-- The data follows --
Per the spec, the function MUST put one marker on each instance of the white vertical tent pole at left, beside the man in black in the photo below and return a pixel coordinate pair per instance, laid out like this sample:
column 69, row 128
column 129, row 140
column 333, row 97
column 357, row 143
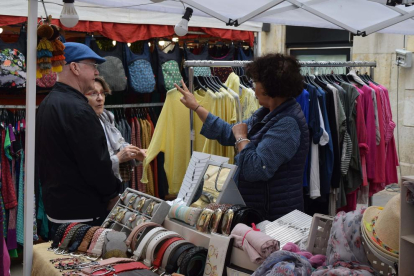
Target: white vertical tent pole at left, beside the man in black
column 29, row 175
-- The data concluded --
For this exercise, return the data above exactly and leave every picture out.

Written response =>
Per the spec, the function MUST put one marker on each instance of the white vertical tent pole at left, beside the man in black in the photo below and return a pixel coordinate pair per instance, laid out like this sample:
column 69, row 128
column 129, row 140
column 333, row 97
column 357, row 143
Target: white vertical tent pole at left, beside the man in black
column 29, row 175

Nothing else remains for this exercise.